▸ **What is expected**
Where in the listing does the string "above" appear? Copy every line that holds it.
___ Listed records ___
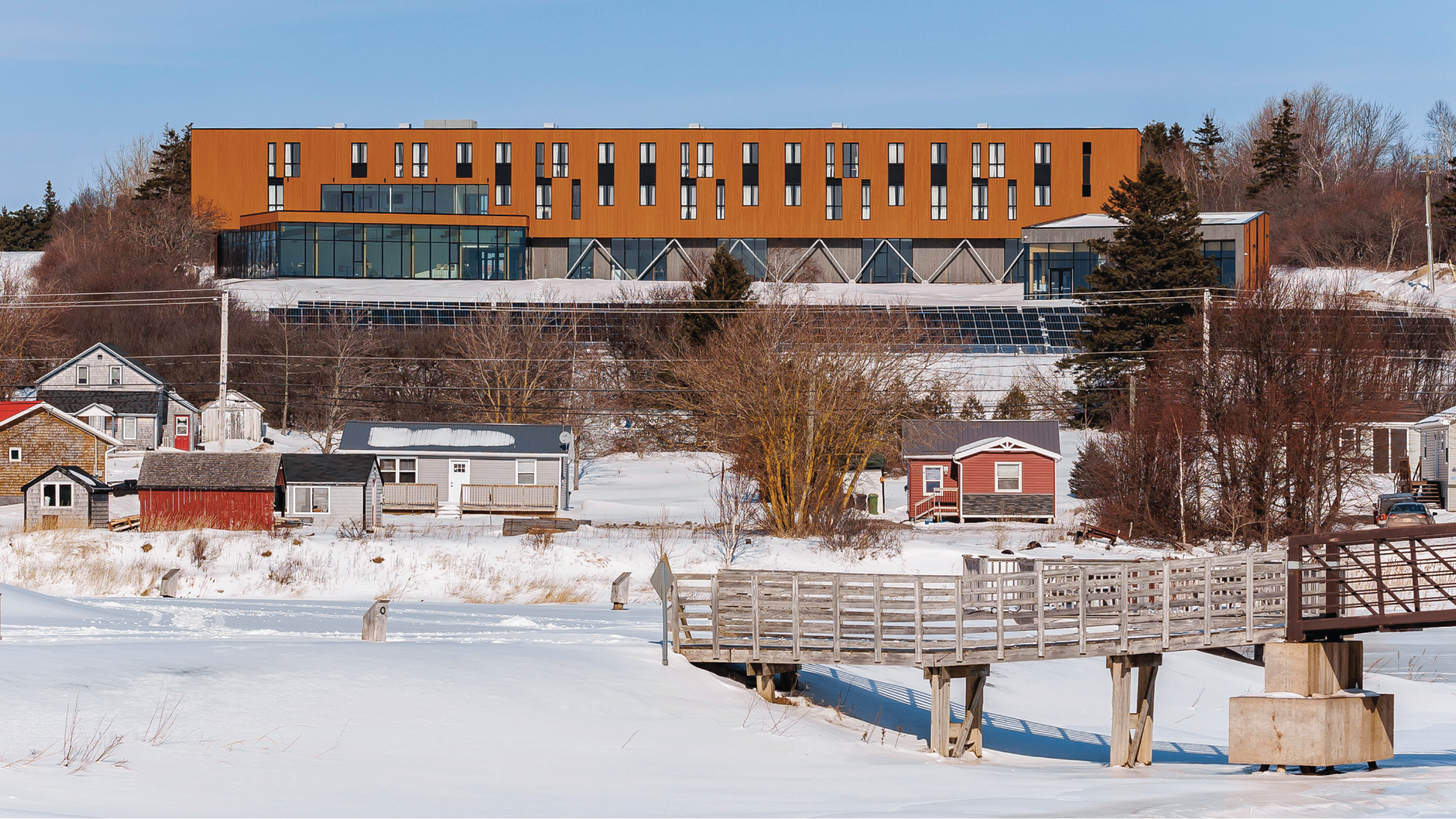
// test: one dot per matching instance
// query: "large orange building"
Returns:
(453, 201)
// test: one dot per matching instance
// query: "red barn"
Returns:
(982, 469)
(216, 491)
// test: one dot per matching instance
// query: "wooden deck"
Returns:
(1062, 610)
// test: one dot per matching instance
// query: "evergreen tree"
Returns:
(726, 287)
(1206, 144)
(973, 409)
(1276, 158)
(171, 171)
(1158, 249)
(1014, 405)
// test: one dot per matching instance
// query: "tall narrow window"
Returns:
(560, 165)
(851, 159)
(465, 161)
(750, 173)
(647, 173)
(938, 203)
(503, 173)
(793, 175)
(606, 173)
(705, 161)
(896, 184)
(1087, 169)
(996, 162)
(1041, 176)
(689, 197)
(359, 161)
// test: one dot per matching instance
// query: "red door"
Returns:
(182, 439)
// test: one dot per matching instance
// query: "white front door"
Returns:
(459, 476)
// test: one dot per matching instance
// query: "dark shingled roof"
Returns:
(208, 470)
(299, 467)
(944, 437)
(123, 403)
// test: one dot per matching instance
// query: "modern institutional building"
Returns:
(455, 201)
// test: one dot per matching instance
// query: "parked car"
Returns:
(1405, 515)
(1384, 504)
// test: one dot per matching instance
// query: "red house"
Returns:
(971, 470)
(216, 491)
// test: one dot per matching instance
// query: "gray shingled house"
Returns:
(468, 467)
(333, 489)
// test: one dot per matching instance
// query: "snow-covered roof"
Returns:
(1102, 220)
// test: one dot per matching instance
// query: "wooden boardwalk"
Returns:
(1063, 610)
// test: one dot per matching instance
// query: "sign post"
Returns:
(663, 582)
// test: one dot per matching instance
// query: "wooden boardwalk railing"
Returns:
(936, 620)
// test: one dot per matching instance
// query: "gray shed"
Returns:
(333, 489)
(68, 498)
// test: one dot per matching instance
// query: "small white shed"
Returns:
(243, 419)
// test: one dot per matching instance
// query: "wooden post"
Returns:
(374, 622)
(619, 591)
(169, 584)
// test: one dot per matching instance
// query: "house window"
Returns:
(310, 499)
(705, 161)
(398, 470)
(558, 161)
(689, 196)
(934, 480)
(996, 162)
(359, 161)
(938, 201)
(1008, 477)
(56, 495)
(465, 161)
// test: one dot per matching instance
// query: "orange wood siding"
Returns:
(1037, 473)
(229, 169)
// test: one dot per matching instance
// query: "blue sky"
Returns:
(85, 77)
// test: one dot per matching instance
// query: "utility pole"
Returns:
(222, 382)
(1430, 254)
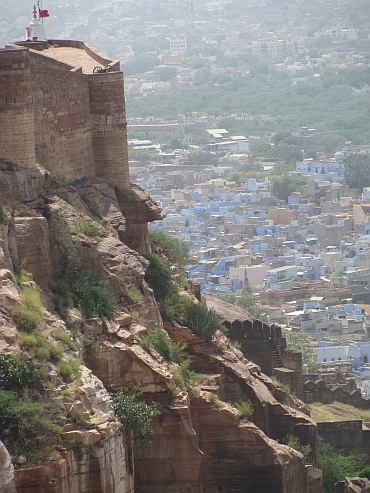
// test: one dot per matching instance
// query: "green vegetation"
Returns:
(159, 340)
(330, 104)
(93, 298)
(249, 302)
(159, 276)
(96, 207)
(214, 400)
(62, 299)
(174, 305)
(246, 408)
(27, 423)
(283, 186)
(337, 411)
(357, 170)
(14, 374)
(183, 376)
(203, 321)
(134, 415)
(335, 466)
(69, 370)
(176, 251)
(294, 442)
(300, 342)
(64, 337)
(132, 293)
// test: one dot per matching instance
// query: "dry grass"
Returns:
(337, 412)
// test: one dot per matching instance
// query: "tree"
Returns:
(249, 302)
(176, 251)
(167, 73)
(335, 467)
(134, 415)
(357, 170)
(283, 186)
(300, 342)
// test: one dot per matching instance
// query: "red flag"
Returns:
(43, 13)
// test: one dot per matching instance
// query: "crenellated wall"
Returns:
(55, 111)
(17, 127)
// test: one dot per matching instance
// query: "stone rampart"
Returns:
(60, 114)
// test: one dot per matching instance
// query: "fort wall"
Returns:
(63, 140)
(63, 116)
(17, 128)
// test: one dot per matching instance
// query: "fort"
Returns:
(54, 110)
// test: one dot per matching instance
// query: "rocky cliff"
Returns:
(52, 232)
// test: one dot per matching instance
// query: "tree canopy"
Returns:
(357, 170)
(284, 185)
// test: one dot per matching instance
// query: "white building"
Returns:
(177, 44)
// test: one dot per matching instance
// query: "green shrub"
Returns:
(64, 337)
(62, 299)
(176, 251)
(96, 207)
(25, 318)
(294, 442)
(26, 422)
(335, 466)
(183, 377)
(26, 341)
(93, 298)
(214, 400)
(173, 306)
(134, 415)
(10, 166)
(246, 408)
(92, 342)
(203, 321)
(159, 276)
(159, 340)
(14, 374)
(4, 216)
(132, 294)
(364, 473)
(69, 370)
(46, 350)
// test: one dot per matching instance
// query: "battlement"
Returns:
(56, 111)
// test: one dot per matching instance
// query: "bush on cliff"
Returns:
(159, 276)
(135, 415)
(93, 298)
(203, 321)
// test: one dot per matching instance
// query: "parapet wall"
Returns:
(67, 119)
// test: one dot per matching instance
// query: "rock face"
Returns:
(353, 485)
(201, 443)
(7, 484)
(138, 209)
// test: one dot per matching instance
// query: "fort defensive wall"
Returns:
(55, 111)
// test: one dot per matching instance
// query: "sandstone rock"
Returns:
(138, 209)
(25, 185)
(121, 366)
(32, 240)
(5, 260)
(123, 319)
(125, 335)
(7, 484)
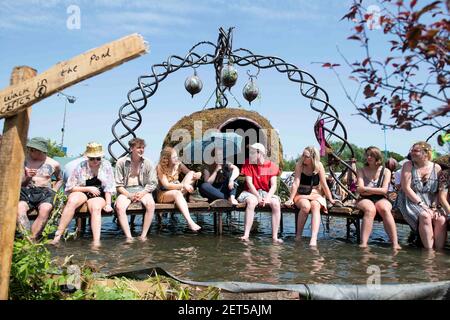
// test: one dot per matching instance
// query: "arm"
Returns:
(107, 206)
(443, 190)
(196, 175)
(210, 177)
(406, 183)
(119, 176)
(58, 175)
(152, 180)
(234, 175)
(384, 188)
(273, 187)
(251, 187)
(443, 200)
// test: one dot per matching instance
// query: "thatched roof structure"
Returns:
(244, 122)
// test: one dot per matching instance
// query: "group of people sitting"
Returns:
(94, 181)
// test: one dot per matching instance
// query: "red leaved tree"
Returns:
(407, 86)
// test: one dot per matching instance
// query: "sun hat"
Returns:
(93, 150)
(258, 146)
(38, 143)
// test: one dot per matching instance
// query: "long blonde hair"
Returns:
(315, 157)
(164, 159)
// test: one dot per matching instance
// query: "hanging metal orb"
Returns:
(250, 91)
(229, 76)
(193, 84)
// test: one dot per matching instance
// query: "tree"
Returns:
(407, 86)
(54, 149)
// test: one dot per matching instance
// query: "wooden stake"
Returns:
(12, 157)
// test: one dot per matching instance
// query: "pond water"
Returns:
(210, 257)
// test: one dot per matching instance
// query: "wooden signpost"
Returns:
(27, 88)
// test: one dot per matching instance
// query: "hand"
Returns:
(188, 188)
(30, 172)
(197, 175)
(260, 201)
(289, 202)
(94, 190)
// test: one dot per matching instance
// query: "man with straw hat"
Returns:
(36, 191)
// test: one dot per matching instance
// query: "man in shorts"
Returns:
(260, 187)
(36, 191)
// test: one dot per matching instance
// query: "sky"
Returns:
(302, 32)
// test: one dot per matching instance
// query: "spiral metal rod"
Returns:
(130, 118)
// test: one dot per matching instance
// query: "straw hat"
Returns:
(94, 149)
(38, 143)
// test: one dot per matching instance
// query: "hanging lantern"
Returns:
(229, 75)
(250, 91)
(193, 84)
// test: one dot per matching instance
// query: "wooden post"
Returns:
(12, 156)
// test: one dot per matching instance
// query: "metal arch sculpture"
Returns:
(327, 122)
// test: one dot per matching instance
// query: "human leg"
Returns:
(276, 218)
(95, 206)
(440, 232)
(426, 230)
(38, 225)
(384, 208)
(315, 222)
(23, 222)
(305, 207)
(175, 196)
(149, 205)
(75, 200)
(369, 210)
(122, 203)
(251, 203)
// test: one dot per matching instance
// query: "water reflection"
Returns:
(210, 257)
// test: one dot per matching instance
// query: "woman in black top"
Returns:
(308, 192)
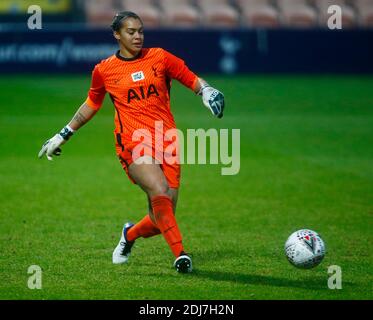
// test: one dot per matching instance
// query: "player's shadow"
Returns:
(318, 283)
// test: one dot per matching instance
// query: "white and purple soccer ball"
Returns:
(305, 249)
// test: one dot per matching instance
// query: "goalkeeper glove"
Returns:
(52, 146)
(213, 99)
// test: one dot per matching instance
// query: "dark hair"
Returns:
(116, 24)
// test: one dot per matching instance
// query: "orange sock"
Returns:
(166, 223)
(144, 228)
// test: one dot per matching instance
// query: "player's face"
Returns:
(131, 37)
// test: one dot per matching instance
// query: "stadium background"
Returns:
(301, 95)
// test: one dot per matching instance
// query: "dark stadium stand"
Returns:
(198, 13)
(234, 13)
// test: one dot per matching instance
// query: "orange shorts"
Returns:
(124, 152)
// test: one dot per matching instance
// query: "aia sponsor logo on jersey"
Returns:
(141, 93)
(137, 76)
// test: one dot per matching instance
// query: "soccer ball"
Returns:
(305, 249)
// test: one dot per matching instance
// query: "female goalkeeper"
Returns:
(138, 81)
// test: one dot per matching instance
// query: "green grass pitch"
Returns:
(306, 162)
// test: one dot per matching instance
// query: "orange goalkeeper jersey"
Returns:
(139, 88)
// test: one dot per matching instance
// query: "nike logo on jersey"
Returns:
(137, 76)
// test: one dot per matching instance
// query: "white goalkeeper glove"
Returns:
(52, 146)
(213, 99)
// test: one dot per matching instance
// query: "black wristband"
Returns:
(66, 133)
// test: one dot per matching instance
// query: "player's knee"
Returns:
(159, 189)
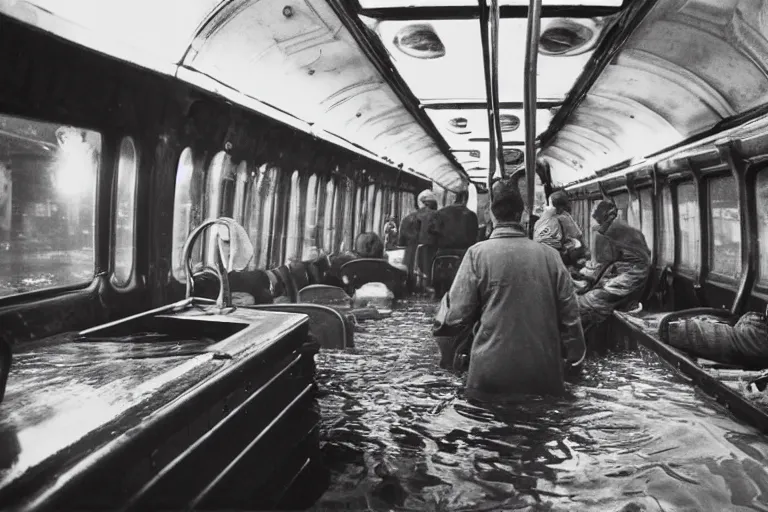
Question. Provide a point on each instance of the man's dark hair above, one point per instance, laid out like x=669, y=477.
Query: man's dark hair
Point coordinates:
x=560, y=199
x=462, y=197
x=369, y=245
x=507, y=205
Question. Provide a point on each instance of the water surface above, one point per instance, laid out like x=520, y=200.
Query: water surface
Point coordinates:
x=631, y=436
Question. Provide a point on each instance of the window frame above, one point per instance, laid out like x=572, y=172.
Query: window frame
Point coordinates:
___
▸ **Solution for this exercise**
Question. Provide a point on each instance of the man's dark hair above, one point per instance, laid out like x=669, y=477.
Question. Provide a point on each instance of the water surface above, one point per instance, laid out like x=520, y=200.
Question. Provide a point on each instance of the window frame above, one point per instance, laid out like x=572, y=172.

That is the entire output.